**Exercise task**:
Can you reproduce, word for word, the data between the line holding "query (the noun phrase to segment): hill" and the line holding "[(1, 192), (350, 192), (356, 118), (147, 100), (0, 130)]", with both of those lines included?

-- START OF Extracted information --

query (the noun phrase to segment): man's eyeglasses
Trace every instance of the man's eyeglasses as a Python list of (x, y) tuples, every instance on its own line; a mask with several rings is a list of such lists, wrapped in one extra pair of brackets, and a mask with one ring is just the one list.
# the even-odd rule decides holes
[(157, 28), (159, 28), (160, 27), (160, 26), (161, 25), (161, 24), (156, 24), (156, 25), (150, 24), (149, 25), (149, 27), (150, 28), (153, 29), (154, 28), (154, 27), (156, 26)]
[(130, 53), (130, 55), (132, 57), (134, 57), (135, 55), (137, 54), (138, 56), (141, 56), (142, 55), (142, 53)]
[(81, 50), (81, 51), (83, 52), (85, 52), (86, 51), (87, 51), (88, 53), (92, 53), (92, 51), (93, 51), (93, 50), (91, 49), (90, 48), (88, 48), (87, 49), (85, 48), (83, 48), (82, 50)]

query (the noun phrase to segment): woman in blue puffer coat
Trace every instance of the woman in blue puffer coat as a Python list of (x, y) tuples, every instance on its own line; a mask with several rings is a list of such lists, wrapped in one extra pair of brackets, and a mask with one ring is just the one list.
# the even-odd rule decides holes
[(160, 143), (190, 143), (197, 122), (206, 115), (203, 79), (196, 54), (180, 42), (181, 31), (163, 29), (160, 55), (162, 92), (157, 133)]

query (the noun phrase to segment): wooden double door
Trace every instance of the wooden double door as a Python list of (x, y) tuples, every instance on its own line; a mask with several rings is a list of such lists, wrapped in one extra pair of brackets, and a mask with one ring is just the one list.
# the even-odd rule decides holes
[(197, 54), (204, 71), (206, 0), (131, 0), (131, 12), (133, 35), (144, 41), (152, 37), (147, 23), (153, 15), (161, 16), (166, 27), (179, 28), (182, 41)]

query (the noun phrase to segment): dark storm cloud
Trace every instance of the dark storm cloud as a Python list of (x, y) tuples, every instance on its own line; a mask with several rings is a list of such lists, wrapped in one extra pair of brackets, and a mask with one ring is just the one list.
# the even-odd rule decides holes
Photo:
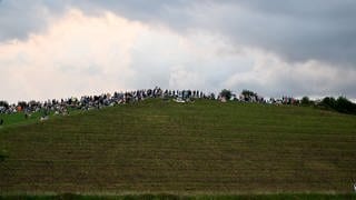
[(27, 39), (30, 33), (44, 30), (51, 18), (62, 13), (66, 6), (59, 1), (1, 0), (0, 43)]
[(73, 1), (87, 12), (110, 10), (177, 31), (202, 29), (226, 40), (271, 51), (287, 61), (356, 63), (356, 1)]
[(201, 29), (226, 40), (261, 48), (287, 61), (310, 59), (355, 66), (356, 1), (239, 0), (67, 0), (0, 3), (0, 40), (23, 39), (46, 28), (48, 17), (78, 8), (89, 14), (111, 11), (131, 20), (186, 32)]

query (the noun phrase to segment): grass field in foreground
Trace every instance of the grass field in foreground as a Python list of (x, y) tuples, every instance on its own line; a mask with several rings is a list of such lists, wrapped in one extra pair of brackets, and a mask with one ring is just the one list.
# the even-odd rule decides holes
[(0, 130), (0, 191), (352, 192), (356, 117), (147, 100)]
[[(355, 200), (355, 193), (343, 193), (343, 194), (326, 194), (326, 193), (280, 193), (280, 194), (234, 194), (234, 196), (177, 196), (177, 194), (126, 194), (126, 196), (86, 196), (86, 194), (42, 194), (42, 196), (3, 196), (3, 199), (76, 199), (76, 200), (95, 200), (95, 199), (118, 199), (118, 200)], [(1, 199), (1, 198), (0, 198)]]

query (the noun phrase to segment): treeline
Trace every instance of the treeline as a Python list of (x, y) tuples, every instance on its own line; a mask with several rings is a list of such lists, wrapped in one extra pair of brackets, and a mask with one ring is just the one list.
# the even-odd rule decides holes
[(353, 103), (345, 97), (326, 97), (320, 102), (316, 103), (317, 107), (327, 110), (335, 110), (342, 113), (356, 114), (356, 103)]
[(237, 94), (234, 94), (230, 90), (224, 89), (218, 96), (219, 100), (221, 100), (221, 98), (224, 98), (225, 100), (238, 100), (243, 102), (310, 106), (347, 114), (356, 114), (356, 103), (352, 102), (345, 97), (338, 97), (337, 99), (335, 99), (334, 97), (325, 97), (319, 100), (310, 100), (308, 97), (303, 97), (301, 99), (283, 97), (280, 99), (270, 98), (266, 100), (250, 90), (243, 90), (243, 92), (237, 97)]

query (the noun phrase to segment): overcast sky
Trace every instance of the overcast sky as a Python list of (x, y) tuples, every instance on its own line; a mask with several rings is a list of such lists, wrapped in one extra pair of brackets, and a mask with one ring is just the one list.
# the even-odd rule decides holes
[(0, 100), (145, 89), (356, 99), (355, 0), (0, 0)]

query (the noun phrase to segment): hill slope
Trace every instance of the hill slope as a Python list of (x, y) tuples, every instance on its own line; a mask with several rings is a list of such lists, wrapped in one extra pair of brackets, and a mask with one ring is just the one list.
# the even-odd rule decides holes
[(1, 192), (350, 192), (356, 118), (147, 100), (0, 130)]

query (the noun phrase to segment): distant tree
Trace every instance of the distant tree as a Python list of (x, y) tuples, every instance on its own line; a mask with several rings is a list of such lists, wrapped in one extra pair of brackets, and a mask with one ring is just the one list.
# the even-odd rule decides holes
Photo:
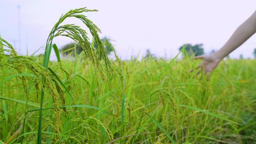
[(183, 47), (188, 55), (192, 55), (195, 54), (195, 56), (202, 55), (204, 54), (203, 48), (202, 48), (203, 44), (196, 44), (192, 45), (191, 44), (187, 44), (182, 45), (180, 47), (179, 50), (182, 51)]
[[(74, 46), (74, 43), (71, 43), (68, 44), (66, 44), (63, 46), (61, 49), (60, 51), (62, 52), (62, 54), (64, 55), (68, 55), (71, 53), (74, 53), (74, 50), (69, 51), (68, 49), (71, 49)], [(76, 43), (76, 54), (80, 54), (82, 52), (82, 48), (81, 45)]]
[[(107, 52), (107, 54), (108, 55), (110, 54), (110, 53), (114, 51), (114, 46), (112, 45), (112, 44), (110, 42), (110, 40), (107, 38), (106, 36), (102, 38), (101, 41), (103, 42), (104, 46), (106, 49), (106, 52)], [(76, 53), (78, 54), (80, 54), (82, 52), (82, 46), (76, 43)], [(64, 55), (67, 55), (71, 53), (74, 53), (74, 50), (73, 49), (70, 51), (68, 51), (69, 49), (72, 48), (72, 47), (73, 47), (74, 45), (74, 43), (71, 43), (68, 44), (67, 44), (64, 46), (63, 46), (61, 49), (60, 51), (61, 52), (64, 52), (65, 51), (67, 51), (65, 52), (63, 52), (63, 54)], [(97, 45), (97, 44), (96, 43), (94, 43), (94, 48), (95, 49), (98, 49), (98, 46)]]
[(216, 50), (212, 50), (211, 51), (210, 51), (210, 54), (215, 54), (216, 52), (217, 52)]
[[(110, 42), (110, 40), (107, 38), (106, 36), (101, 39), (101, 41), (103, 43), (104, 46), (106, 49), (107, 54), (109, 55), (110, 53), (114, 51), (114, 46)], [(98, 49), (98, 46), (96, 43), (94, 43), (94, 48), (96, 49)]]

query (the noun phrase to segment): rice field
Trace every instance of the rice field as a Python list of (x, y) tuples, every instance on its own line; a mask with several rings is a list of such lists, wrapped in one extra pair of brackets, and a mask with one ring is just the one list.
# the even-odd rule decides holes
[[(256, 60), (223, 61), (210, 77), (193, 77), (200, 62), (188, 56), (110, 60), (100, 29), (81, 14), (91, 11), (62, 16), (43, 56), (0, 39), (0, 144), (255, 143)], [(69, 17), (89, 28), (98, 51), (85, 30), (61, 25)], [(57, 36), (83, 52), (61, 59)]]

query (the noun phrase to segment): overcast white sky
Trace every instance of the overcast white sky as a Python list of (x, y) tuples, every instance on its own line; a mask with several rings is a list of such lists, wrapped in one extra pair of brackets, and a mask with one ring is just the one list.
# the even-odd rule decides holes
[[(49, 33), (63, 13), (86, 7), (98, 12), (85, 13), (113, 42), (123, 59), (145, 54), (173, 57), (186, 43), (202, 43), (206, 52), (219, 49), (234, 31), (256, 9), (256, 0), (1, 0), (0, 35), (25, 54), (45, 44)], [(21, 44), (18, 36), (20, 5)], [(66, 22), (81, 24), (73, 19)], [(63, 37), (54, 42), (59, 47), (71, 42)], [(21, 45), (19, 47), (19, 45)], [(256, 36), (231, 57), (253, 57)], [(43, 50), (39, 51), (43, 53)], [(165, 55), (165, 54), (166, 54)]]

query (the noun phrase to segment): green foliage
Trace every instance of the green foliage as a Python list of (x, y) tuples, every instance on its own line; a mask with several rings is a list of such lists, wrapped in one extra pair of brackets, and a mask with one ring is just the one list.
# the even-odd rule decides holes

-- END OF Extracted information --

**Answer for this exercise**:
query (the noun phrase to segment): hill slope
Trace every instance of the hill slope as a Python list of (x, y) tuples, every instance on its own line; a mask with several rings is a list of such lists, wrapped in one extra pair of brackets, and a mask with one ring is just the one list.
# the even-odd rule decides holes
[(1, 192), (350, 192), (356, 118), (147, 100), (0, 130)]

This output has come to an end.